▸ **Task directions**
In the data preprocessing text below, where does the code add the column of all ones?

▸ **Text to read**
Begin

First we need to do some simple data preprocessing. Remember we need to add a column of all ones to model the bias vector giving us a data matrix with shape N, D+1

In [None]:
# N refers to the number of datapoints, D refers to the dimension of each datapoint (how many features it has)
N, D = X.shape

# (DONT CHANGE THIS CODE!) this line adds a column of all ones to the front of the data matrix
print(f'data matrix has {N} data points, with {D} features')
X = np.concatenate([np.ones(N).reshape(-1,1), X], axis=1)

N, D = X.shape
print(f'data matrix has {N} data points, with {D} features')

# The first column of X is now entire ones, uncomment the following print statement to see.
#print(X[:,0])

In [None]:
# N refers to the number of datapoints, D refers to the dimension of each datapoint (how many features it has)
N, D = X.shape

# split the data set into 80% train and 20% test data (DONT CHANGE THIS CODE!)

End

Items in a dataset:
Begin

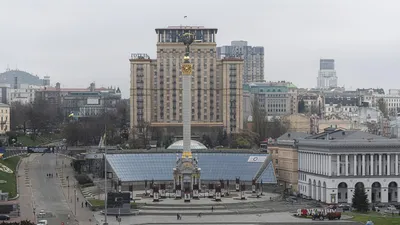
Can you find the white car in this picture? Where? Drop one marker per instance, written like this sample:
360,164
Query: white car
42,222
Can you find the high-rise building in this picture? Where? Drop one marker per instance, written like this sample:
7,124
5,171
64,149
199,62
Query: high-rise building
327,74
216,87
253,58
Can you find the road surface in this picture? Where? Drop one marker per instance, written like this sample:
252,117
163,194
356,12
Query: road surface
46,192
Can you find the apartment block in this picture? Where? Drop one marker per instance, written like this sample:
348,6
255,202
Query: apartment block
156,84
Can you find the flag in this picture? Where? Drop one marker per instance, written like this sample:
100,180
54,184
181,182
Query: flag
102,142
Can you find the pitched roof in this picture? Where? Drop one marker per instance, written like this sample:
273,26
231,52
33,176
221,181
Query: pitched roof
292,135
339,134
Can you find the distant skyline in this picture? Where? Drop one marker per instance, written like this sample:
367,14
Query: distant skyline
78,42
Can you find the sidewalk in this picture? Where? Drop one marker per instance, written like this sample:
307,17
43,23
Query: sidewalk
25,192
83,215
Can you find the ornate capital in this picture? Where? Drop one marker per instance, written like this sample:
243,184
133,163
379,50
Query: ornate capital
187,69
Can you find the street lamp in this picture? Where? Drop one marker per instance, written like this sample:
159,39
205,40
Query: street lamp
75,193
68,185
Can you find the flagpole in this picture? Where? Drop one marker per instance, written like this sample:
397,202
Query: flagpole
105,175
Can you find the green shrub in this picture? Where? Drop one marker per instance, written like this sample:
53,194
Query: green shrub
87,185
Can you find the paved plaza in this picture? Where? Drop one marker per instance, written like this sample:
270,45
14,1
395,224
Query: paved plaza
268,218
39,192
51,195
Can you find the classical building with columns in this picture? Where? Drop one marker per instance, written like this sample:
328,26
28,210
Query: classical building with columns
333,163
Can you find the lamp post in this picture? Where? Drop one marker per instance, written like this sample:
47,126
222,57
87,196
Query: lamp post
67,185
75,193
105,179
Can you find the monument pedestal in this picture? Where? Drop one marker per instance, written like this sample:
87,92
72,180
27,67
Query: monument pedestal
156,197
218,196
196,194
187,197
178,194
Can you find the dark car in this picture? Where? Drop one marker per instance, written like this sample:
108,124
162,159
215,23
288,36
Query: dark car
4,217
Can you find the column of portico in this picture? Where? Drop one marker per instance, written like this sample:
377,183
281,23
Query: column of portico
329,166
363,165
372,164
355,164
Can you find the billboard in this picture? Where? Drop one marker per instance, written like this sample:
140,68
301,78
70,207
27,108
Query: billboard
39,149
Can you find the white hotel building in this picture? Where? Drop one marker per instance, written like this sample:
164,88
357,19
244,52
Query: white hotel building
333,163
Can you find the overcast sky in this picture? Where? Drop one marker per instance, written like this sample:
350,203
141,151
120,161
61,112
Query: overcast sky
80,41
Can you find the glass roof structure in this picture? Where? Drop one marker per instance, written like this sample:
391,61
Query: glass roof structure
195,145
214,166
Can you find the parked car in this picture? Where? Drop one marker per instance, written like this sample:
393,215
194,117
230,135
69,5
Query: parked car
4,217
334,215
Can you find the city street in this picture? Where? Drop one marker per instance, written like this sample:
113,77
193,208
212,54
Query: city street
45,192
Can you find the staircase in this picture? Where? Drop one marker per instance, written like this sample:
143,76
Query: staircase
263,167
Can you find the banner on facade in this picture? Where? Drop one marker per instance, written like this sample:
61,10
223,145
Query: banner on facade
94,156
257,159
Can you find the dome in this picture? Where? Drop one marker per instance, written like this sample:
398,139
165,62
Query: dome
194,145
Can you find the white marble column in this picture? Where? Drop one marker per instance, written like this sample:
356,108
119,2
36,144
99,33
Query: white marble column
363,165
337,165
372,164
355,164
315,163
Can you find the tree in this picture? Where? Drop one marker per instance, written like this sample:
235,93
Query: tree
23,222
206,140
383,107
360,199
18,116
301,106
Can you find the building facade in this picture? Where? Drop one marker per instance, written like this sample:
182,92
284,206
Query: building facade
81,102
285,159
334,163
253,57
327,74
276,98
5,118
156,84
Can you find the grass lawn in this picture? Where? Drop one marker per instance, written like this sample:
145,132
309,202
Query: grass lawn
377,218
11,185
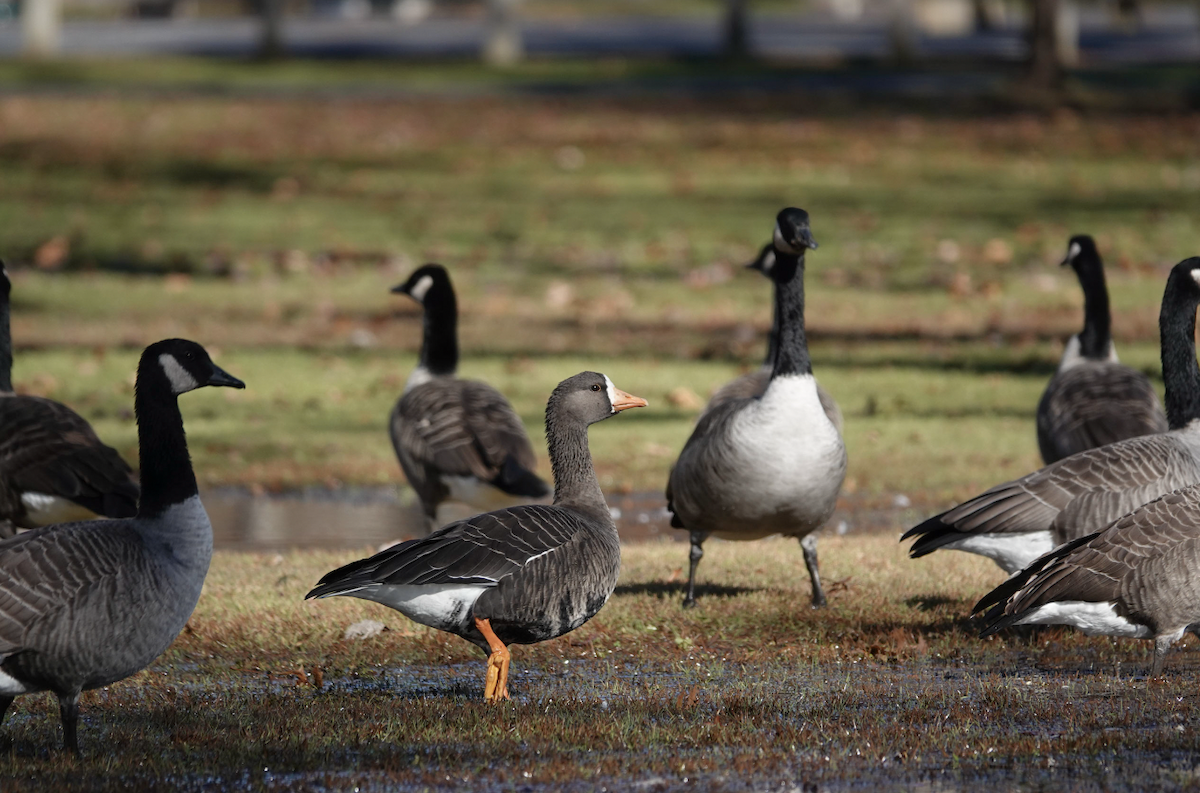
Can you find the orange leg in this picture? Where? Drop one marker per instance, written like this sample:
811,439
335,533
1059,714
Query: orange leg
497,686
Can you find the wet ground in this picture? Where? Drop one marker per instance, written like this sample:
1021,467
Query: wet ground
355,517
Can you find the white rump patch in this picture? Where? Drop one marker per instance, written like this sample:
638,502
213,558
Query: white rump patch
781,244
1012,552
181,380
1095,619
419,288
11,686
612,394
435,605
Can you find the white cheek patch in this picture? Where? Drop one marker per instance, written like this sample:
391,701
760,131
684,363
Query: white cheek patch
784,245
419,288
612,394
181,380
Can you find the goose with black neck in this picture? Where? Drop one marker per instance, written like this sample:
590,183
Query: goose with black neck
773,463
53,468
1017,522
1092,400
520,575
84,605
456,440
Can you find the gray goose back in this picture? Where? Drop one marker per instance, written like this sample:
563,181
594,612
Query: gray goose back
1092,400
456,439
753,384
83,605
773,463
53,468
532,571
1017,522
1135,578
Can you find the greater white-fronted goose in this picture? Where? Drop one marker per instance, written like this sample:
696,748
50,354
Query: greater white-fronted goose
520,575
1137,578
84,605
53,468
1092,400
457,439
766,464
1017,522
753,384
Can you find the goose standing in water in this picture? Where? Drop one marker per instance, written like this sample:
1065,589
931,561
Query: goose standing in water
1135,578
1092,400
516,576
456,439
753,384
766,464
1017,522
84,605
53,468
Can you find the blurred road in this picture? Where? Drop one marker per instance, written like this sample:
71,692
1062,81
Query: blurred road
1169,34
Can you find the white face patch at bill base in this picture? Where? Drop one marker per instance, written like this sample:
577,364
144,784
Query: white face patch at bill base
181,380
421,287
612,394
784,245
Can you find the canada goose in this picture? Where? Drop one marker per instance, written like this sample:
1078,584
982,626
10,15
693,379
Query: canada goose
84,605
1017,522
456,439
53,468
1092,400
767,464
754,383
520,575
1135,578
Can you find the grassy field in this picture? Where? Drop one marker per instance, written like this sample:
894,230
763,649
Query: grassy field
604,234
887,689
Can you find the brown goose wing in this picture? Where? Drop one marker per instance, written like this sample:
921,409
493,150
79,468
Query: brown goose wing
1095,404
48,448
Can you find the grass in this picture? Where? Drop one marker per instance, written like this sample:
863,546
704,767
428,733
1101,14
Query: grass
887,686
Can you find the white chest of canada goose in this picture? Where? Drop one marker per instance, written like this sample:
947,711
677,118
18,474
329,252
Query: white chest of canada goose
785,461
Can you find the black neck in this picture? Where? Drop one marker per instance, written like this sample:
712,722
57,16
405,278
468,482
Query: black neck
772,337
1177,331
163,463
570,461
792,348
439,344
5,344
1097,336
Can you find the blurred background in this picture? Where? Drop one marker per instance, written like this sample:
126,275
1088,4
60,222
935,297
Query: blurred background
594,174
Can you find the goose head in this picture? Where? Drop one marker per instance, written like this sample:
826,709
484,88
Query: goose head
186,366
1080,248
792,233
589,397
765,260
427,282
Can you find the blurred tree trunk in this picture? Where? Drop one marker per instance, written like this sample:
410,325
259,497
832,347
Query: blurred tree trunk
502,42
41,24
270,43
736,36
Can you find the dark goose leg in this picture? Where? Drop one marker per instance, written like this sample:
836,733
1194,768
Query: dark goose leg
809,545
497,686
697,553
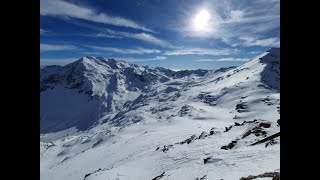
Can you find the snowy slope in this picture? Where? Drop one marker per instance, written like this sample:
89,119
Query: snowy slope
187,127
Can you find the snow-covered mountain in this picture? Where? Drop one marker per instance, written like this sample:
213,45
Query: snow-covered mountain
107,119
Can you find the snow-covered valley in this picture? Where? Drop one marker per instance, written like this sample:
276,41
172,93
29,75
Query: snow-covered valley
107,119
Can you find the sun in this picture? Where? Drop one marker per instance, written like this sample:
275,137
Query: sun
201,20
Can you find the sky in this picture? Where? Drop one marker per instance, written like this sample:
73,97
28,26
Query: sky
175,34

End

▸ **Written reply**
To the front of the data matrix.